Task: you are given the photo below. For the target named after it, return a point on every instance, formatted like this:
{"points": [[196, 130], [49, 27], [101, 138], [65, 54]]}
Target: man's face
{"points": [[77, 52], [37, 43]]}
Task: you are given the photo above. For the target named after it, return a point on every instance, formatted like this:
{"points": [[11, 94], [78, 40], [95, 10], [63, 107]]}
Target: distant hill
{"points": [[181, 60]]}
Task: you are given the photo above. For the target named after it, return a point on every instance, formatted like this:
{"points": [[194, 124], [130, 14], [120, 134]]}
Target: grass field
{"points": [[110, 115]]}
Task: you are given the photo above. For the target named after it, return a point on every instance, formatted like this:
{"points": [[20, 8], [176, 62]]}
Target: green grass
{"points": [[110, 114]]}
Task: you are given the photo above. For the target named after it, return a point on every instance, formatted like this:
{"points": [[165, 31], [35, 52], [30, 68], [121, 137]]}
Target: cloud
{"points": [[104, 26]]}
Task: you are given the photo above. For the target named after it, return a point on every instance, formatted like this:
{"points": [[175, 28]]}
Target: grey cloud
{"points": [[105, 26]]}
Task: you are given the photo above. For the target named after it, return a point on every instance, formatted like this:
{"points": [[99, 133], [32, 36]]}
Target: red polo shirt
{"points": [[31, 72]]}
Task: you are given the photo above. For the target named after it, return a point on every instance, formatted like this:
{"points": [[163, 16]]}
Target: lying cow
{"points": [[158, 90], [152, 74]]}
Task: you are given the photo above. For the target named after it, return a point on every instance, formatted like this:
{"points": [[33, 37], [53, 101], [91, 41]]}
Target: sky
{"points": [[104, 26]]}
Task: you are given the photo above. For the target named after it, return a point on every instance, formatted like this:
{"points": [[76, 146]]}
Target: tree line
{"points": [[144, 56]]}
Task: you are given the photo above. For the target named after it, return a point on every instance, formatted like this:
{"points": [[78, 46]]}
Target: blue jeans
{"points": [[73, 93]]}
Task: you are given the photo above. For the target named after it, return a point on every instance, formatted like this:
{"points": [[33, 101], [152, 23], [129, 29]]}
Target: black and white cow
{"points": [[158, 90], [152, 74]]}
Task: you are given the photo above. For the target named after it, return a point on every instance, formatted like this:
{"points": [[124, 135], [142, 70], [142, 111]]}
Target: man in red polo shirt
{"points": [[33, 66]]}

··········

* Work request
Transcribe the data above in full, keeping every word as it is.

* Solution to the problem
Task: you are given the photo below. For the target named after it, return a point on every instance, formatted like this:
{"points": [[196, 130], [49, 27], [101, 138], [65, 54]]}
Target: man's face
{"points": [[77, 52], [37, 43]]}
Task: you are given the photo above. For the target named after it, return a point on every instance, formatted like this:
{"points": [[11, 94], [78, 40], [95, 10], [63, 107]]}
Target: distant hill
{"points": [[181, 60]]}
Task: you are given the photo above. For the target named after it, return a point on every instance, formatted like this:
{"points": [[194, 124], [130, 14], [120, 134]]}
Target: grass field
{"points": [[110, 115]]}
Task: you are given the photo above. For the target named after it, return a point on every instance, formatted like this:
{"points": [[20, 8], [176, 62]]}
Target: green grass
{"points": [[110, 114]]}
Task: you are given the photo above. For the target named after it, return a point on every instance, formatted like this:
{"points": [[165, 31], [35, 52], [30, 68], [121, 137]]}
Target: cloud
{"points": [[104, 26]]}
Task: you are given the photo above. For the target named after it, return a point on every instance, formatted like this:
{"points": [[175, 28]]}
Target: grey cloud
{"points": [[105, 26]]}
Task: you are given the photo above. For the target named after it, return a point on every instance, formatted like this:
{"points": [[99, 133], [32, 36]]}
Target: red polo shirt
{"points": [[31, 72]]}
Task: you are given the photo above. For the target named after it, return a point on every instance, formatted like this:
{"points": [[163, 16]]}
Target: lying cow
{"points": [[158, 90], [152, 74]]}
Task: you are given the photo above. For the target named after it, return a point on every instance, formatted like this:
{"points": [[33, 37], [53, 101], [91, 41]]}
Target: sky
{"points": [[104, 26]]}
Task: you are given the photo above. For the target named after it, return a point on every instance, formatted like this:
{"points": [[76, 146]]}
Target: tree line
{"points": [[144, 56]]}
Task: you are given the photo above. For the target named after it, return a point on every instance, formatted like this:
{"points": [[78, 46]]}
Target: blue jeans
{"points": [[73, 93]]}
Task: you are given the photo above. For the target named after it, return a point on every instance, formatted like this:
{"points": [[33, 101], [152, 23], [129, 29]]}
Target: black and white cow
{"points": [[158, 90], [152, 74]]}
Task: you are given the photo above. For the target named after it, return a point on every instance, formatted like this:
{"points": [[124, 135], [142, 70], [142, 111]]}
Target: man in red polo shirt
{"points": [[33, 66]]}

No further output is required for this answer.